> [WORK INSTRUCTION]: Return the following from the records below: each line, word for word, starting with the line that contains "vegetation strip in" and going on through the line that contains "Reviewer note: verify that every instance of the pine", with nothing outside that range.

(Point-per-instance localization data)

● ● ●

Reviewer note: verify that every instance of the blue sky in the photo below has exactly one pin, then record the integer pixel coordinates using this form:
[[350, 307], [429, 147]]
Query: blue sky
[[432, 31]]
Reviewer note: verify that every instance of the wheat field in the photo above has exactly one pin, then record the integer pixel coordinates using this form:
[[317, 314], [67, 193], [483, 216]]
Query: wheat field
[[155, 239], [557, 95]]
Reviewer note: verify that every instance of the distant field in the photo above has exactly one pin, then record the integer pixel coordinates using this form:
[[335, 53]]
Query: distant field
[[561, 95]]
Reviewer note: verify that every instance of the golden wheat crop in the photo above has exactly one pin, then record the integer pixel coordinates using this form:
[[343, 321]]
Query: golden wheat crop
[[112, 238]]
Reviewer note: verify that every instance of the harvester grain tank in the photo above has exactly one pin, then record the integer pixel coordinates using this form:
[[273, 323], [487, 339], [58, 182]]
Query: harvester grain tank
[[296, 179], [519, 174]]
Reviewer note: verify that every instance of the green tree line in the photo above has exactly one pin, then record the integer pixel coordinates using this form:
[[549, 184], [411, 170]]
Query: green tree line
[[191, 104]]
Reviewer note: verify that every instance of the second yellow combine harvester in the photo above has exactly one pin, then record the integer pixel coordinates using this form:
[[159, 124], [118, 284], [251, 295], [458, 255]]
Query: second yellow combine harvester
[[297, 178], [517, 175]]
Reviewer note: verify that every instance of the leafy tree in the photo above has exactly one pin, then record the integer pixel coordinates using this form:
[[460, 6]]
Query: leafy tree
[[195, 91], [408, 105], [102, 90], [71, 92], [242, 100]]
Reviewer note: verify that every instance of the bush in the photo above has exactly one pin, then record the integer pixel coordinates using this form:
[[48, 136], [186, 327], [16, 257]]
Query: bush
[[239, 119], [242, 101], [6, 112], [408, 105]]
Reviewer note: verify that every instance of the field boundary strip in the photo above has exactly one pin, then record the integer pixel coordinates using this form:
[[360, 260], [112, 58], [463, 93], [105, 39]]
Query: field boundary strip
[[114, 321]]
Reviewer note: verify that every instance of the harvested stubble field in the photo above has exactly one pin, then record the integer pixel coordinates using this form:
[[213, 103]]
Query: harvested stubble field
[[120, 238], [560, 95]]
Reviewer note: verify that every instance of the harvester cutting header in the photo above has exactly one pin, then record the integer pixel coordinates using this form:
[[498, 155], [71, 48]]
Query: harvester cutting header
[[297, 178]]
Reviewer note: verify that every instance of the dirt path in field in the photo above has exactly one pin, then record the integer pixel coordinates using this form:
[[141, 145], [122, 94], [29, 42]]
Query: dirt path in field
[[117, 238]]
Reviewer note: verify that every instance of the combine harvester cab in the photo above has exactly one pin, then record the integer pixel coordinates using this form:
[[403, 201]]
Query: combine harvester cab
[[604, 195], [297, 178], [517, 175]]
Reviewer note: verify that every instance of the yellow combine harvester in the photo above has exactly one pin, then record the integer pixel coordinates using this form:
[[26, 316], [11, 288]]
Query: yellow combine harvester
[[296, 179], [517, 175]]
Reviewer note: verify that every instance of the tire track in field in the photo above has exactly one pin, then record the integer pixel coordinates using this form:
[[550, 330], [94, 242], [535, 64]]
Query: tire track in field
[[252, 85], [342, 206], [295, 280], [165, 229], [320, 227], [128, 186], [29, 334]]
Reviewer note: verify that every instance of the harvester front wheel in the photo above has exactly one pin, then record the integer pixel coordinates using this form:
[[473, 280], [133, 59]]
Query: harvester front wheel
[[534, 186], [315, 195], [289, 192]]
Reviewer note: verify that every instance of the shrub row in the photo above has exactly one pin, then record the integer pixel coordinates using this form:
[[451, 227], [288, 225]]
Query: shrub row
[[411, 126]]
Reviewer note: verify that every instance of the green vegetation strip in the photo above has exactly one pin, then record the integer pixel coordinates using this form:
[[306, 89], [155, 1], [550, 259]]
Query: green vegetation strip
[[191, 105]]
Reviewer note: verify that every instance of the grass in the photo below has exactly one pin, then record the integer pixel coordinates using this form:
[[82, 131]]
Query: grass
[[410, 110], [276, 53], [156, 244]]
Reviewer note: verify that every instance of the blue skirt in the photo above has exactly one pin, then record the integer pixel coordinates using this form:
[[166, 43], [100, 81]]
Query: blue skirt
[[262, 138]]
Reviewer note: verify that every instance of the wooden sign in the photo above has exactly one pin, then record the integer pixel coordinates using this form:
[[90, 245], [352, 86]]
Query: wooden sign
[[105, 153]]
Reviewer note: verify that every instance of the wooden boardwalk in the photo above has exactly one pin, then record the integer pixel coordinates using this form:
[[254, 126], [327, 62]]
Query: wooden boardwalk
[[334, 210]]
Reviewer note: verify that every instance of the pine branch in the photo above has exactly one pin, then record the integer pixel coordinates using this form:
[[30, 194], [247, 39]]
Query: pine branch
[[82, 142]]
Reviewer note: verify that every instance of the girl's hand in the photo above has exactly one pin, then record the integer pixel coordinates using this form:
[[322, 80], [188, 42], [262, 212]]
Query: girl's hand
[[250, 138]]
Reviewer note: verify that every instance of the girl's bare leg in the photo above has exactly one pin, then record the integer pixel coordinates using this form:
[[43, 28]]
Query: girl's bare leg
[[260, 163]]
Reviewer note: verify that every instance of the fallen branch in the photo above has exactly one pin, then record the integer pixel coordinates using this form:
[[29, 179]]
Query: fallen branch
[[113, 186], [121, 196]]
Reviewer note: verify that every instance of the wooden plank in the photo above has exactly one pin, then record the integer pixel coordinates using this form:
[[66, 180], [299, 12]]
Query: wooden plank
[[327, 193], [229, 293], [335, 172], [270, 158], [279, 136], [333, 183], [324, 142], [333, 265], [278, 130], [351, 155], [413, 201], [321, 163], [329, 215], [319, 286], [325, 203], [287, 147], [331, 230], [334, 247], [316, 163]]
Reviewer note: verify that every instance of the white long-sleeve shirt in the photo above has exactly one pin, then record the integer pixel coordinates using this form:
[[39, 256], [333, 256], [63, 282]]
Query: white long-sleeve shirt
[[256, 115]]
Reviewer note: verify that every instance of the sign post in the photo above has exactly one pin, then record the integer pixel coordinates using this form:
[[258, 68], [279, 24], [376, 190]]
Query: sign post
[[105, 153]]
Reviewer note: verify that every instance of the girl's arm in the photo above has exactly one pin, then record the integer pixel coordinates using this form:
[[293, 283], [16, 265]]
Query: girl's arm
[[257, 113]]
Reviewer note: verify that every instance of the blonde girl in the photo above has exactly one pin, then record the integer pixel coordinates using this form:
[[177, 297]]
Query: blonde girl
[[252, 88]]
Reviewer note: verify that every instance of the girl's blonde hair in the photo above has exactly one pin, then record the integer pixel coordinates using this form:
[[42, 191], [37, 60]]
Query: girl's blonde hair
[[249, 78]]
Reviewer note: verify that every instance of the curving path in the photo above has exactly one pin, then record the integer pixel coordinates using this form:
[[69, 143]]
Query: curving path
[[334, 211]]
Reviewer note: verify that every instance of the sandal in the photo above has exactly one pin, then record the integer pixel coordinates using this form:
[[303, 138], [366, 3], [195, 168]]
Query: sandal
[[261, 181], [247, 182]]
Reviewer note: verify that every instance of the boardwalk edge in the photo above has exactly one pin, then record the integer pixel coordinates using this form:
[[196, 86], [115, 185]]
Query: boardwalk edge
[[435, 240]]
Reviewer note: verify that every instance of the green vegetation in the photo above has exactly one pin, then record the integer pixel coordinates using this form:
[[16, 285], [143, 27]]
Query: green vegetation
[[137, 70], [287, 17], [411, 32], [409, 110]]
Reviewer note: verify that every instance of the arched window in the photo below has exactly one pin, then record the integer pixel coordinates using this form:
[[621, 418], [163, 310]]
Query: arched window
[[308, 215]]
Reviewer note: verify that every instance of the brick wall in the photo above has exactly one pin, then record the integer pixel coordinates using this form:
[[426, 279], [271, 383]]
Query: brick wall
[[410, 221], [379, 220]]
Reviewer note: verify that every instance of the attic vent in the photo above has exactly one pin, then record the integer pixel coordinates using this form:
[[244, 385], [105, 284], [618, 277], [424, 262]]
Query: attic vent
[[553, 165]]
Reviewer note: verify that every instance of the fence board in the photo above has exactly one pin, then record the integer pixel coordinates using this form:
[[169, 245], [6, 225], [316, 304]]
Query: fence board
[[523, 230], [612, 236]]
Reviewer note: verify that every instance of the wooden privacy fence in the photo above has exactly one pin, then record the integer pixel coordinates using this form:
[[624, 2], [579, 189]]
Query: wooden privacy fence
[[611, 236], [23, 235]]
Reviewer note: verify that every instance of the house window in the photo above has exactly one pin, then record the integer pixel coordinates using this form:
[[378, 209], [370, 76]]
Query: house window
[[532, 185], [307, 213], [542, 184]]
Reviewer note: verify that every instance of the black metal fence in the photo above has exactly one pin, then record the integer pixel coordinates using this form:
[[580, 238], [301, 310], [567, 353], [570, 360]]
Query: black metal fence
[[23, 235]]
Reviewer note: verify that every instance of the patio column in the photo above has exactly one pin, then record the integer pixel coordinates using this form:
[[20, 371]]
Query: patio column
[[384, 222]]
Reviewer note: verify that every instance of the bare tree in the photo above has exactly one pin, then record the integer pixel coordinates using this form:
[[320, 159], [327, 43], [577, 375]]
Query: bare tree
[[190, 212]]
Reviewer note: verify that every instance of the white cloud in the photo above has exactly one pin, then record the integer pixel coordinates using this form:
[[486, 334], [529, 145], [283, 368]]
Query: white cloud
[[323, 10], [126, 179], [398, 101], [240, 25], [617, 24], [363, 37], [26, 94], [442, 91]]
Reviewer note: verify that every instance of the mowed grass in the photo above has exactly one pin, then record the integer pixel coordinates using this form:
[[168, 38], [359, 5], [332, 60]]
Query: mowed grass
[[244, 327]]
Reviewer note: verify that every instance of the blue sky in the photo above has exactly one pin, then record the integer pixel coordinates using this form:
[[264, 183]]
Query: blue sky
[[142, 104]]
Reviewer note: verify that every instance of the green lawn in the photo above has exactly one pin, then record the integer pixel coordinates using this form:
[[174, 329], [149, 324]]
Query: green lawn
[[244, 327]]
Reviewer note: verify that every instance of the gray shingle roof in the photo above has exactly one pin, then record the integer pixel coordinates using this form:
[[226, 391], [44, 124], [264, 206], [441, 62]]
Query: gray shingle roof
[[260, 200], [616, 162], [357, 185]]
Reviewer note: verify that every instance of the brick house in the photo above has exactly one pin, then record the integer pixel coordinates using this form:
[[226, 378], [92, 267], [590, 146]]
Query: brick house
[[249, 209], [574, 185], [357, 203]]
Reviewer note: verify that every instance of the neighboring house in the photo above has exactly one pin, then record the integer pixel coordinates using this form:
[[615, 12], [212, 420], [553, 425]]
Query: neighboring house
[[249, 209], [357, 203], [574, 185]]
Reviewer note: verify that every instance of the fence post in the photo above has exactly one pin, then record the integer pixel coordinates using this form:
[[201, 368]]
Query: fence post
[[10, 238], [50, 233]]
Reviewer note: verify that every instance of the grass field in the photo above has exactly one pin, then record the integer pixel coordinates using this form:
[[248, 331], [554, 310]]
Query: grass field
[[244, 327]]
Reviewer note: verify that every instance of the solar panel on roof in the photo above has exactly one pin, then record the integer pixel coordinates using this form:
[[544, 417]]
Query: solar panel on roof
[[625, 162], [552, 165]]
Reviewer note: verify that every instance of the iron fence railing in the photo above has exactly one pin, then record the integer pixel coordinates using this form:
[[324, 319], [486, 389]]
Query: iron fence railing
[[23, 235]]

● ● ●

> [THE COMPLETED TASK]:
Reviewer note: verify that every instance of the green vegetation strip in the photo above has exactly one pin, then record the integer pixel coordinates using this form:
[[306, 89], [155, 1], [550, 259]]
Query: green vegetation strip
[[191, 105]]
Reviewer note: verify that every instance of the grass in the photo below has exactly one pin, then record the integer pixel coordinates using this form:
[[82, 131]]
Query: grass
[[410, 110], [276, 53], [156, 244]]
Reviewer note: verify that every instance of the blue skirt in the photo above has exactly one pin, then record the integer pixel coordinates using this form:
[[166, 43], [100, 81]]
Query: blue skirt
[[262, 138]]
Reviewer note: verify that every instance of the wooden sign in the photo above has exactly one pin, then record the integer pixel coordinates using this form:
[[90, 245], [352, 86]]
Query: wooden sign
[[105, 153]]
Reviewer note: verify that every instance of the wooden boardwalk in the photo above has exactly one pin, then record the integer pixel coordinates using this form:
[[254, 126], [327, 62]]
Query: wooden boardwalk
[[334, 210]]
Reviewer note: verify that every instance of the pine branch in the photo above has exactly one pin, then record the integer pixel coordinates using this form:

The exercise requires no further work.